====== Data shown ======
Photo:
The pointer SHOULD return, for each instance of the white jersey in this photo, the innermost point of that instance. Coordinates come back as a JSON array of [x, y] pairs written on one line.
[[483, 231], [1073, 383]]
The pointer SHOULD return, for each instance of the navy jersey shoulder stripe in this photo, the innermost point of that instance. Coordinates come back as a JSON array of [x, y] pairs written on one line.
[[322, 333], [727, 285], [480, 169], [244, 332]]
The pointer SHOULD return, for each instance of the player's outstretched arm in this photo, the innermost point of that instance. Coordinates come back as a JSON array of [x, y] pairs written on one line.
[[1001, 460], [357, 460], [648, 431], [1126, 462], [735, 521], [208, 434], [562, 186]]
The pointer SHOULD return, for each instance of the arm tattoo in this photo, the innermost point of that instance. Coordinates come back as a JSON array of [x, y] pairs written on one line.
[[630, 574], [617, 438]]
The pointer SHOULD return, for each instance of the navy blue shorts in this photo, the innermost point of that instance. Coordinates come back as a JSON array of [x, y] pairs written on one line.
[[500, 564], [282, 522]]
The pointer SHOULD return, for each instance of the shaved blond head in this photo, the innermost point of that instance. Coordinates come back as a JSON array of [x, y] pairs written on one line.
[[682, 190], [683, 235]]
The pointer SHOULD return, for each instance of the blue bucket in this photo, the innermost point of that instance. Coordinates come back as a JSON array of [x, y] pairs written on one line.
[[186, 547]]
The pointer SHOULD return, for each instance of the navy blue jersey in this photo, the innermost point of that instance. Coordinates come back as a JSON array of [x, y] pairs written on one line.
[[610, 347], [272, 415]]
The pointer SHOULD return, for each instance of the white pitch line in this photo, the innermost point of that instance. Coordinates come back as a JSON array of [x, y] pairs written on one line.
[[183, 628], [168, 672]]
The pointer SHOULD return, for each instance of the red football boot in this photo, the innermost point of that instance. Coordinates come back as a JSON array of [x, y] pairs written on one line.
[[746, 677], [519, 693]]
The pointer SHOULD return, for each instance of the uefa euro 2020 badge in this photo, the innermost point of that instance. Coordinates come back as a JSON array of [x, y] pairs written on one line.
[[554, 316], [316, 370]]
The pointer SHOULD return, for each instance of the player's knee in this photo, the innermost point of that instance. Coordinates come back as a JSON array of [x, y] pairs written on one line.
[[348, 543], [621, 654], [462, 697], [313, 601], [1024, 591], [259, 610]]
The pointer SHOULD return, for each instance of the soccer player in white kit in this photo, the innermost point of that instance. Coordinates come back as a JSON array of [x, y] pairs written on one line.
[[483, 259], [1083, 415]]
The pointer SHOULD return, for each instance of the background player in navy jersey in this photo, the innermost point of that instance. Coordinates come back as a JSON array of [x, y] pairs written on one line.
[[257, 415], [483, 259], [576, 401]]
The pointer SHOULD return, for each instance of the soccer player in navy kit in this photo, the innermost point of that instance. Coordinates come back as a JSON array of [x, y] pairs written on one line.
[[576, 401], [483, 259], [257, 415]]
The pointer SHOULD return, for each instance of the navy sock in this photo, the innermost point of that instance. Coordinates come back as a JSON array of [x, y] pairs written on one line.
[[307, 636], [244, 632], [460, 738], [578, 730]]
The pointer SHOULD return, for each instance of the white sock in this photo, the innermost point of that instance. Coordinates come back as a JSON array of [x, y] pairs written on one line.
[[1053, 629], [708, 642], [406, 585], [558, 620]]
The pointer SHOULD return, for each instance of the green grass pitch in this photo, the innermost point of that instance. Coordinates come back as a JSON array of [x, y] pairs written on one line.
======
- **Task prompt**:
Retype each line above with no alterations.

- **Exercise response**:
Photo:
The pointer SHOULD return, for each instance of the white jersey in this photo, the innermost point of that instance. Coordinates come back as a JSON array of [x, y] pairs written on one line.
[[483, 231], [1073, 383]]
The pointer SHOULD return, for each instance of the navy jersey shoulder stripe in this photo, the innermost point of that instance. Coordinates come back as a JSON array of [x, y] pairs written on one line.
[[322, 333], [727, 285], [480, 169], [244, 332]]
The pointer SHOULD return, for each instance of the player's outstretched arm in this photo, the innermost point of that instance. Coordinates come back as a JSON array of [x, y] pairs written on one line.
[[1001, 460], [357, 460], [648, 431], [1126, 462], [735, 521], [208, 434], [562, 186]]
The pointer SHOULD return, for each instance of the arm tattoo in this photo, the innermost point of that instance. Coordinates come back as a JSON array of [x, y] pairs written on one line.
[[630, 574], [617, 438]]
The pointer SHOULD return, for each instance of the navy blue shorts in this photo, the innermost point of that instance. Coordinates come back as a JSON array of [x, y] pairs written on one line.
[[500, 564], [282, 522]]
The pointer SHOULD return, for each instance of the shaved blond head in this photo, the innermost point of that instance. Coordinates come back as a JSON array of [x, y] pairs written on one line.
[[682, 190], [683, 235]]
The pointer SHOULD return, for each instance of the blue bucket in this photo, the innermost point of that instance. Coordinates come back as a JSON array of [x, y] pairs written on one line.
[[186, 547]]
The pointer SHOULD return, for each instance of the navy blue jersey in this photo, the innermost point of that instance. Coordinates come back as a JSON array of [x, y] pairs written on one line.
[[610, 347], [272, 415]]
The pointer SHOULD return, for each instance of the white pitch line in this photo, the innermost point of that instance. Coordinates come back as a JSON array of [x, y] pairs written on one line.
[[183, 628], [168, 672]]
The pointer SHOULD return, for each instance of the red football boot in this photo, the innermost point of that instance. Coordinates come back as a JSON array of [x, y] pairs written on one line.
[[746, 677], [519, 693]]
The pointer SHOULD return, for each instance of the uefa euro 2020 badge in this photo, the innermost point of that instance. Coordinates come back as a JSON array of [x, y] pairs written on one line.
[[554, 316], [316, 370]]
The pointer SHOULD return, for each instance of the player's knee in this photo, the innermost point of that instance. Coordinates come back as a JSON array of [x, y] pairs written on one line.
[[348, 543], [621, 654], [462, 697], [313, 601], [1024, 591], [259, 610]]
The pointer SHOULD return, for each instance of the soccer player in white kit in this photo, the innermost point of that instance. Coordinates come back as a JSON array of [x, y] pairs written on one line.
[[483, 259], [1083, 415]]
The pointer SHOULD return, for each instance of the background player in navy jersey in this photo, the innermost point of that instance. Coordinates come back as a JSON array of [x, y] pairs written on one line.
[[257, 415], [483, 259], [576, 401]]
The pointer SHOULD return, for each instance of the soccer player in navy kit in this photo, the innermost point of that instance. Coordinates come back as a JSON array of [x, y] pairs written on one line.
[[576, 401], [483, 259], [257, 415]]
The pointer SHOULD return, for each instance of the navy sock in this photo, the innermost point of that instance. Coordinates come back as a JSON array of [x, y] pairs written on one line.
[[307, 636], [244, 632], [460, 738], [578, 730]]
The pointer SHOULD return, for each instance of the white sock in this photo, the innermost point of that instance. Coordinates come back as a JSON array of [x, y] pairs written on one line.
[[1053, 629], [708, 642], [406, 585], [558, 620]]
The pointer SHOULD return, for each instance of the green grass pitch in this photo, the innermost point of that instance. Coordinates come back as a JSON array of [x, y] pairs written on one line.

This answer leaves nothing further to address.